-- TEXT SHOWN --
# Does anyone watch Dance Moms?



## Enchanted (Jan 2, 2013)

I'm addicted to that stupid show.


----------



## SlowlyGettingWiser (Apr 7, 2012)

Used to watch it...a guilty pleasure. Got sick of how gutless the moms were and how absentee the dads were. I realize it was edited for effect, but still....

The moms would gripe and grumble about how their daughters' outfits were street-walkerish, but NOT ONCE did a mom pull her daughter from a routine and say, "[name] is not dancing in that outfit; it's TOTALLY INAPPROPRIATE for a girl her age." I can't respect that kind of gutless parenting.

Rarely ever saw a dad....even at the competitions.


----------



## Enchanted (Jan 2, 2013)

SlowlyGettingWiser said:


> Used to watch it...a guilty pleasure. Got sick of how gutless the moms were and how absentee the dads were. I realize it was edited for effect, but still....
> 
> The moms would gripe and grumble about how their daughters' outfits were street-walkerish, but NOT ONCE did a mom pull her daughter from a routine and say, "[name] is not dancing in that outfit; it's TOTALLY INAPPROPRIATE for a girl her age." I can't respect that kind of gutless parenting.
> 
> Rarely ever saw a dad....even at the competitions.


It's all staged. I know that because some of the "dramas" are so fake. I use to dance professionally (small scale) and I remember how much fun it was getting my costume and putting makeup on for the show. I envy the little girls, this is such a good time in their life.


----------



## Mavash. (Jan 26, 2012)

I've watched it a few times and yes it's a guilty pleasure. I'm a sucker for some of these reality shows that I'm fully aware are staged. Watched Extreme Couponers or whatever it's called and found out they planned the trips for 3 weeks and the stores were in on it.


----------



## Enchanted (Jan 2, 2013)

Mavash. said:


> I've watched it a few times and yes it's a guilty pleasure. I'm a sucker for some of these reality shows that I'm fully aware are staged. Watched Extreme Couponers or whatever it's called and found out they planned the trips for 3 weeks and the stores were in on it.


I feel my IQ diminishing when I'm watching it but I can't wait for the next episode.


----------



## Shiksa (Mar 2, 2012)

Its like watching a car accident. You don't really want to see what happened, but you can't help yourself as you drive by. My DD and I watch it, and I thank my lucky stars that my DD doesn't (nor would I let her) dance at a studio like that. At 12, she is appalled at the outfits those girls wear and all the crawling on the floor that's called dance.


----------



## LdyVenus (Dec 1, 2012)

Enchanted said:


> I feel my IQ diminishing when I'm watching it but I can't wait for the next episode.


Lol me too. I've started to notice the drama seems more staged this season.
_Posted via Mobile Device_


----------



## Amplexor (Feb 13, 2008)

Mavash. said:


> I'm a sucker for some of these reality shows that I'm fully aware are staged. .

-- DATA --
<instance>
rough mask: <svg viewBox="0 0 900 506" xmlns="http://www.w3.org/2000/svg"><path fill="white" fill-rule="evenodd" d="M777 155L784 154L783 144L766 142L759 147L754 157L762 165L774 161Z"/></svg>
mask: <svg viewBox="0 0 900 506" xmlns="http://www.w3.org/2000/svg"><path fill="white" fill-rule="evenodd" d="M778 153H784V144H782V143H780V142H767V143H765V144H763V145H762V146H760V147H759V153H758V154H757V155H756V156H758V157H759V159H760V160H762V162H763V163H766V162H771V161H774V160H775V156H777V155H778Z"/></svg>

-- PROBLEMS TO WORK ON --
[a] In the Dance Moms thread, how long did Mavash. find out the Extreme Couponers trips were planned in advance?
[b] Pick up the Dance Moms thread after its final line and carry it on.

-- RESULTS OF THE EXERCISE --
[a] 3 weeks

[b]
Unfortunately there are some out there that don't realize this is staged. How sad that they feel this is how parents really act. Even more unfortunate that some really do. I've watched enough to know I don't want to watch them. IMHO Dance Moms, Honey Boo Boo and Toddlers and Tiaras are just parents pimping their kids out for a few bucks. **** them!


----------



## Pluto2 (Aug 17, 2011)

Oh I love that stupid show. I know its staged but the kids do dance so beautifully.


----------



## SpinDaddy (Nov 12, 2012)

Once a month with daughter when Ms. Spin and son are at Pack Meeting. 

Daughter is 5 so hopefully the drama isn’t registering (too much) but she really loves the dance routines – and I have to admit the dancing is good and daughter is in dance class so she really does love that aspect.

I periodically inject commentary like “That mom is being a poor sport”, etc.

Beats “Sponge Bob” or other crappy shows that only dad will let them watch.

But yup, I too, have wondered where are the dads in this show.


----------



## LittleBird (Jan 12, 2013)

Hey Enchanted- You're gonna laugh at me but Abby used to be MY dance teacher in my younger years when I lived in PA. She rarely taught me herself BUT I will say she is either acting or way bigger of a ***** then I remember. But not by much. If I had a nickel for every time someone yelled at me that I had sickled feet. It's not as fake as you think....me and about 5 of my friends used to be her Maddy, Chloe etc. But the mom stuff? Um, no. My mother was told to pick me up when we were done. I'm sorry but I've been dancing my entire life and parents are NOT required to show up for dance class. In fact, most teachers would tell them to **** off. 

I won like 15 of those competitions in my day. I had a chance to go to a ballet company in New York but I chose law school instead.

(LOL at "my day"....I'm only 20)


----------



## Enchanted (Jan 2, 2013)

Shiksa said:


> Its like watching a car accident. You don't really want to see what happened, but you can't help yourself as you drive by. My DD and I watch it, and I thank my lucky stars that my DD doesn't (nor would I let her) dance at a studio like that. At 12, she is appalled at the outfits those girls wear and all the crawling on the floor that's called dance.


The sad thing about the show is the girls keep winning competitions but the message is always: 

You're suppose to win, don't get too happy about it and make sure you keep winning or you're a failure.


----------



## Enchanted (Jan 2, 2013)

Amplexor said:


> Unfortunately there are some out there that don't realize this is staged. How sad that they feel this is how parents really act. Even more unfortunate that some really do. I've watched enough to know I don't want to watch them. IMHO Dance Moms, Honey Boo Boo and Toddlers and Tiaras are just parents pimping their kids out for a few bucks. **** them!


At least in Dance Moms the girls are learning serious dance technique. Toddlers and Tiaras is about exhorting money from desperate parents and teaching girls that they should do anything for attention.


----------



## Enchanted (Jan 2, 2013)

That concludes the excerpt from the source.